Your task is to copy every line of the entries that holds the word "below".

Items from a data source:

* * * * *

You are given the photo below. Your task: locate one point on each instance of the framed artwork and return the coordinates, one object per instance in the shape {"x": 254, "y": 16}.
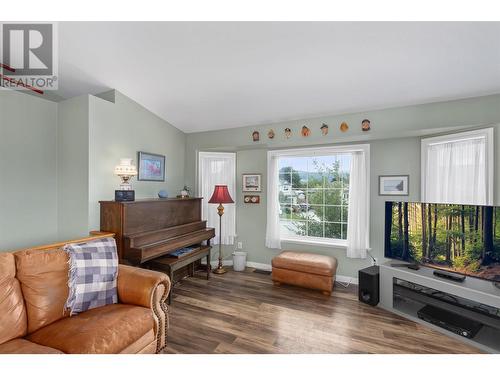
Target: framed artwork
{"x": 393, "y": 185}
{"x": 151, "y": 167}
{"x": 255, "y": 199}
{"x": 252, "y": 182}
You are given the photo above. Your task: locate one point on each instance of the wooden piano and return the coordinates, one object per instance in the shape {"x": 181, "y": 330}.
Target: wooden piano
{"x": 147, "y": 229}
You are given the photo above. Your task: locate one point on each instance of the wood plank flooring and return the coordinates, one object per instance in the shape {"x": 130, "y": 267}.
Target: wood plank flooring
{"x": 243, "y": 312}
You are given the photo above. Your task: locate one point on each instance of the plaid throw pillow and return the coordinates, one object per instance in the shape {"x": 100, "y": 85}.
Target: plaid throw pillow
{"x": 93, "y": 269}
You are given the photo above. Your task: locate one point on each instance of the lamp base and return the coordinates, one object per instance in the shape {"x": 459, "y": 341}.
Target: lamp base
{"x": 219, "y": 270}
{"x": 124, "y": 195}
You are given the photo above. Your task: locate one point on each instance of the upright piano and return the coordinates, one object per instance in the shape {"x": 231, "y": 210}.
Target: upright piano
{"x": 147, "y": 229}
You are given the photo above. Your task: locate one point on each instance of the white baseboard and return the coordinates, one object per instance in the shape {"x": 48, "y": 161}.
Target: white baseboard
{"x": 267, "y": 267}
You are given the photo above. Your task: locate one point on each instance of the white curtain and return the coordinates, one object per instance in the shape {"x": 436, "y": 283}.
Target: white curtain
{"x": 215, "y": 168}
{"x": 455, "y": 172}
{"x": 273, "y": 239}
{"x": 358, "y": 221}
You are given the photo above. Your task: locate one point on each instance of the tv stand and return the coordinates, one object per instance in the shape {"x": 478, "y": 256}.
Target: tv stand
{"x": 406, "y": 292}
{"x": 449, "y": 275}
{"x": 412, "y": 266}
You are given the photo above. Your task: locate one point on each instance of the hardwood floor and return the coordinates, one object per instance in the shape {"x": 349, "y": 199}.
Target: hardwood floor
{"x": 243, "y": 312}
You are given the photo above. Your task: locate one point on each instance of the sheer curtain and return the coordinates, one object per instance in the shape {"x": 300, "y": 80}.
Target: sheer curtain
{"x": 217, "y": 168}
{"x": 358, "y": 220}
{"x": 456, "y": 172}
{"x": 273, "y": 239}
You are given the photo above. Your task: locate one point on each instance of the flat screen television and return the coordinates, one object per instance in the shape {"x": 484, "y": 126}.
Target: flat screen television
{"x": 458, "y": 238}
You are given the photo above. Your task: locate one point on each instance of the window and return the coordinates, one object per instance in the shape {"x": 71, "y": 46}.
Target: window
{"x": 314, "y": 196}
{"x": 218, "y": 168}
{"x": 458, "y": 168}
{"x": 309, "y": 197}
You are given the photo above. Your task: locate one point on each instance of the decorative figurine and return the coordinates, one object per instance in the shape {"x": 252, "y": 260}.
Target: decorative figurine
{"x": 256, "y": 136}
{"x": 365, "y": 125}
{"x": 324, "y": 129}
{"x": 185, "y": 192}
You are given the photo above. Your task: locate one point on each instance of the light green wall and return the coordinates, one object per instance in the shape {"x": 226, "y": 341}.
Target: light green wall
{"x": 120, "y": 129}
{"x": 28, "y": 173}
{"x": 395, "y": 149}
{"x": 57, "y": 162}
{"x": 72, "y": 166}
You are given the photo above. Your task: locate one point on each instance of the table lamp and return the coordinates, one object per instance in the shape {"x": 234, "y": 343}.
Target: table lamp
{"x": 220, "y": 195}
{"x": 125, "y": 170}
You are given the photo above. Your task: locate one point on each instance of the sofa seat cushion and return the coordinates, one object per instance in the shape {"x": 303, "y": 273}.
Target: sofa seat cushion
{"x": 103, "y": 330}
{"x": 22, "y": 346}
{"x": 306, "y": 262}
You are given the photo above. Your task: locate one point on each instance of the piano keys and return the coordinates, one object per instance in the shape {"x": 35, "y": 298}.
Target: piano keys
{"x": 147, "y": 229}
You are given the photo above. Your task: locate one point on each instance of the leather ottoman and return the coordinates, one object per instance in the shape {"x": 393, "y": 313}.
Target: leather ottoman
{"x": 307, "y": 270}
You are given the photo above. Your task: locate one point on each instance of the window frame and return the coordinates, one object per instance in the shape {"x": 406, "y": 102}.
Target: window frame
{"x": 321, "y": 151}
{"x": 487, "y": 133}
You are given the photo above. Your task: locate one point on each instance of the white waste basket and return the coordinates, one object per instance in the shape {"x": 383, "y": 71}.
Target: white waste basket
{"x": 239, "y": 260}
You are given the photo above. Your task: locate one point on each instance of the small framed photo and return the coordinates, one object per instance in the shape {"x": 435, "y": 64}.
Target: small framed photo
{"x": 255, "y": 199}
{"x": 151, "y": 167}
{"x": 252, "y": 182}
{"x": 393, "y": 185}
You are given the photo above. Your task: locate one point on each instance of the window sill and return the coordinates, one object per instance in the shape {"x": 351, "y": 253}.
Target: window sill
{"x": 336, "y": 244}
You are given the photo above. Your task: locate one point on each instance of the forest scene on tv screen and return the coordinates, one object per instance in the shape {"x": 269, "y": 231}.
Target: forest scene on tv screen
{"x": 458, "y": 238}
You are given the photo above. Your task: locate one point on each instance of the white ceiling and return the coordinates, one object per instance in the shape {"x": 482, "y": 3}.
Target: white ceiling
{"x": 206, "y": 76}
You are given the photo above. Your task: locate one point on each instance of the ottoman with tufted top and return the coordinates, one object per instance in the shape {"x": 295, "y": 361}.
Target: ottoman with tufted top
{"x": 307, "y": 270}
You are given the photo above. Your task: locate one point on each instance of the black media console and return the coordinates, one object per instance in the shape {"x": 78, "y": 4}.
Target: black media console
{"x": 470, "y": 319}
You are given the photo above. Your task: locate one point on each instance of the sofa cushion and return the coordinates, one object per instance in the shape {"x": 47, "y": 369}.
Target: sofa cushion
{"x": 306, "y": 262}
{"x": 93, "y": 273}
{"x": 107, "y": 329}
{"x": 13, "y": 322}
{"x": 44, "y": 281}
{"x": 21, "y": 346}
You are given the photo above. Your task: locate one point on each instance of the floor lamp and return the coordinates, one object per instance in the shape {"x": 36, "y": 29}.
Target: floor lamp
{"x": 220, "y": 195}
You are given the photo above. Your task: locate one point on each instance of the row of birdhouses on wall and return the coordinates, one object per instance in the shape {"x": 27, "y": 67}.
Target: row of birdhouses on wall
{"x": 306, "y": 131}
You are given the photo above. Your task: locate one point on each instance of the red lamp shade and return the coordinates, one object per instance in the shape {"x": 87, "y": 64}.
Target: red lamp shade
{"x": 221, "y": 195}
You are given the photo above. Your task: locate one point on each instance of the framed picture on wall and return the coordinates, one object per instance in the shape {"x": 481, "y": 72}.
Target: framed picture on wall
{"x": 393, "y": 185}
{"x": 151, "y": 167}
{"x": 251, "y": 182}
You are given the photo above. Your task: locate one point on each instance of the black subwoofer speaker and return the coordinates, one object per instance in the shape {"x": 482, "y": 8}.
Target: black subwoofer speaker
{"x": 368, "y": 290}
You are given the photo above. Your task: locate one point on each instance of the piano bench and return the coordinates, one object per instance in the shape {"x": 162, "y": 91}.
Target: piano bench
{"x": 169, "y": 264}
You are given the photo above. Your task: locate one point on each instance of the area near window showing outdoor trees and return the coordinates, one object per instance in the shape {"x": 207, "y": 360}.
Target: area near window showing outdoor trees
{"x": 460, "y": 238}
{"x": 314, "y": 196}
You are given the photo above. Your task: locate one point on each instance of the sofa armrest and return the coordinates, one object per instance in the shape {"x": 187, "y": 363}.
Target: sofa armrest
{"x": 141, "y": 287}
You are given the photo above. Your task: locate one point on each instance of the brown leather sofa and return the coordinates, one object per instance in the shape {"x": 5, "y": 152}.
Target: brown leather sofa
{"x": 34, "y": 289}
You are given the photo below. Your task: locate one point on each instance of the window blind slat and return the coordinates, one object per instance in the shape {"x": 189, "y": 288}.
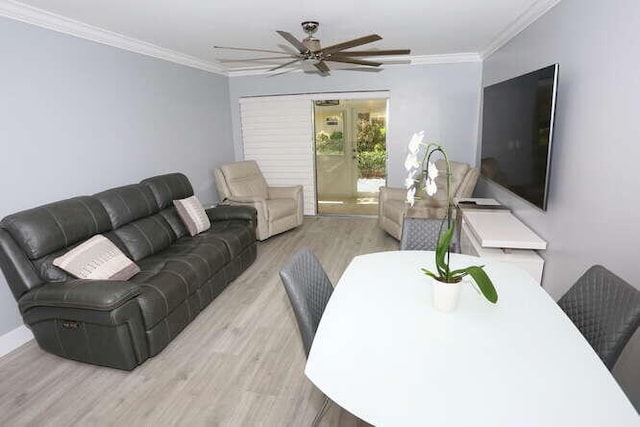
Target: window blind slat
{"x": 278, "y": 135}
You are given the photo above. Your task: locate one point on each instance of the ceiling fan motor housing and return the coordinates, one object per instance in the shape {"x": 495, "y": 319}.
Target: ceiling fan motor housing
{"x": 310, "y": 27}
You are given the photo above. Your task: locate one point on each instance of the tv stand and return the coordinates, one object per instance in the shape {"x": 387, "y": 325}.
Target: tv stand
{"x": 498, "y": 235}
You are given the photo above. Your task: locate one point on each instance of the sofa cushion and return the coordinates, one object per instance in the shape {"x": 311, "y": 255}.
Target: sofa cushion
{"x": 97, "y": 258}
{"x": 45, "y": 229}
{"x": 128, "y": 203}
{"x": 192, "y": 214}
{"x": 146, "y": 236}
{"x": 170, "y": 276}
{"x": 170, "y": 215}
{"x": 280, "y": 208}
{"x": 169, "y": 187}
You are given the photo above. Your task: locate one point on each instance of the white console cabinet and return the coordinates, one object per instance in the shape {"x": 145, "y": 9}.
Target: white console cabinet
{"x": 500, "y": 236}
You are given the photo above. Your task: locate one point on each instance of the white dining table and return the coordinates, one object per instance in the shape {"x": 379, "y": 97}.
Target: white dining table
{"x": 383, "y": 353}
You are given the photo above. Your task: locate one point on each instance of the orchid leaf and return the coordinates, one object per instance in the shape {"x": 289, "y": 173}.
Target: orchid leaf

* * * * *

__Output__.
You are given the photo below. Your task: locate one point on each instance of the framed artwork and return the coordinates, one object per instance in the shape {"x": 254, "y": 16}.
You are given the photo below. Your task: locate one point on each instance of the window blind slat and return the coordinates, one object per instance in the shape {"x": 189, "y": 288}.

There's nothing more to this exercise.